Copy the lines from the one containing "Question: Identify the bounding box of the mud" through the final line of the records, inclusive, swapping every occurrence of "Found" for "Located" and leaving all else unchanged.

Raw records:
☆ ☆ ☆ ☆ ☆

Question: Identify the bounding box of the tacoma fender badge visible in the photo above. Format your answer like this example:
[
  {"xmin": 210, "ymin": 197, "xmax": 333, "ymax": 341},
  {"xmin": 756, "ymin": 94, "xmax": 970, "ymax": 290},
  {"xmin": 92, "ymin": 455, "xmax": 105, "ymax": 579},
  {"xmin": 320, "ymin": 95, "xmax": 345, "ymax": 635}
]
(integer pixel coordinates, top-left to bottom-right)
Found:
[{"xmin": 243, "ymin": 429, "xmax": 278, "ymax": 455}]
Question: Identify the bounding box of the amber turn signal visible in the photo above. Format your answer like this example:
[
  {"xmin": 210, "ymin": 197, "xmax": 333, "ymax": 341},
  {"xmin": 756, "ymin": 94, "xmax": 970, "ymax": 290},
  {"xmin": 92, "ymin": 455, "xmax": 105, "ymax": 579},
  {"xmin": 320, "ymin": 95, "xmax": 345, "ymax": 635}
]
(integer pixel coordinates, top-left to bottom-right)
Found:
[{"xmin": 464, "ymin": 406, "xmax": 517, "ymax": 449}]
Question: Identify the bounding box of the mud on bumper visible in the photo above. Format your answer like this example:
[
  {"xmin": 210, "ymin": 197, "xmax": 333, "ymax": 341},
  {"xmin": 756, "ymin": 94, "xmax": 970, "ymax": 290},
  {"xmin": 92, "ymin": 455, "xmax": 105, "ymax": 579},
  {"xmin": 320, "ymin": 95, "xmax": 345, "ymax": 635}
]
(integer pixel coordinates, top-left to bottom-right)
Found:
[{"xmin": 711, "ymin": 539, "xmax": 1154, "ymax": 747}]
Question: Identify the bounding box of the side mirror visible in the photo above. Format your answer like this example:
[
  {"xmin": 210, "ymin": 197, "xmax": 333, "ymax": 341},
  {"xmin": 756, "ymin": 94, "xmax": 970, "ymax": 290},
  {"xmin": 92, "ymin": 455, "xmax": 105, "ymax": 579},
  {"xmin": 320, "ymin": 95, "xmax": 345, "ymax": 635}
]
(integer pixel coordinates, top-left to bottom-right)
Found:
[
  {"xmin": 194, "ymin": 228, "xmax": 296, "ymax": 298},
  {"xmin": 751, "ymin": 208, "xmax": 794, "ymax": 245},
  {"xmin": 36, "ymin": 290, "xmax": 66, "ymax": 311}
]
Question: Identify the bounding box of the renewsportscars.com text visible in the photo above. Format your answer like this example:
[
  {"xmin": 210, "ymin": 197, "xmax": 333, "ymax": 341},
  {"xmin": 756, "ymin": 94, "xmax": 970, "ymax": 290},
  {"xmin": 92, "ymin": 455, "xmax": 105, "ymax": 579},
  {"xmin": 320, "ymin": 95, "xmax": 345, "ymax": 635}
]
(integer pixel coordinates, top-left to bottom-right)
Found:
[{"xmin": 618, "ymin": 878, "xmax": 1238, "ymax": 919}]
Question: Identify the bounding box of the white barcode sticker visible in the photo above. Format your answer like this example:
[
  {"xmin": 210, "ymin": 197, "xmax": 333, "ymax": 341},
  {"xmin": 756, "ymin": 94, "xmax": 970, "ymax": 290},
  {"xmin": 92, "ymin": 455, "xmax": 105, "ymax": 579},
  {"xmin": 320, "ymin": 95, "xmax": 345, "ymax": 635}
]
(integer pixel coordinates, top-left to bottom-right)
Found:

☆ ☆ ☆ ☆ ☆

◆ Expected answer ◆
Question: Identify the bounding box of the mud on bumper visible in the photo above. Format your answer like this example:
[
  {"xmin": 210, "ymin": 197, "xmax": 333, "ymax": 341},
  {"xmin": 756, "ymin": 94, "xmax": 970, "ymax": 290},
  {"xmin": 92, "ymin": 455, "xmax": 105, "ymax": 579},
  {"xmin": 320, "ymin": 95, "xmax": 345, "ymax": 635}
]
(integer pixel coordinates, top-left to bottom-right)
Located:
[{"xmin": 711, "ymin": 539, "xmax": 1154, "ymax": 747}]
Question: Identify the bounding box of the side mirror visible in the photo above. Format your answer like this example:
[
  {"xmin": 210, "ymin": 197, "xmax": 333, "ymax": 341},
  {"xmin": 756, "ymin": 94, "xmax": 970, "ymax": 290},
  {"xmin": 92, "ymin": 455, "xmax": 105, "ymax": 579},
  {"xmin": 320, "ymin": 95, "xmax": 345, "ymax": 635}
]
(integer pixel coordinates, top-left to bottom-right)
Located:
[
  {"xmin": 194, "ymin": 228, "xmax": 296, "ymax": 298},
  {"xmin": 751, "ymin": 208, "xmax": 794, "ymax": 245},
  {"xmin": 36, "ymin": 290, "xmax": 66, "ymax": 311}
]
Question: Identify the bounding box of the renewsportscars.com text visible in the photo above. Format your answer like this example:
[
  {"xmin": 210, "ymin": 197, "xmax": 333, "ymax": 341},
  {"xmin": 756, "ymin": 94, "xmax": 970, "ymax": 290},
  {"xmin": 92, "ymin": 455, "xmax": 105, "ymax": 579},
  {"xmin": 320, "ymin": 95, "xmax": 345, "ymax": 635}
]
(integer pixel coordinates, top-left to bottom-right)
Located:
[{"xmin": 618, "ymin": 878, "xmax": 1238, "ymax": 919}]
Question: Identify the bounding box of the white barcode sticker visible in the photo above. Format your answer like this example:
[
  {"xmin": 210, "ymin": 197, "xmax": 333, "ymax": 341},
  {"xmin": 756, "ymin": 94, "xmax": 970, "ymax": 290},
  {"xmin": 92, "ymin": 455, "xmax": 105, "ymax": 579},
  {"xmin": 320, "ymin": 95, "xmax": 345, "ymax": 635}
]
(integer pixel coordinates, top-left to bottom-right)
Located:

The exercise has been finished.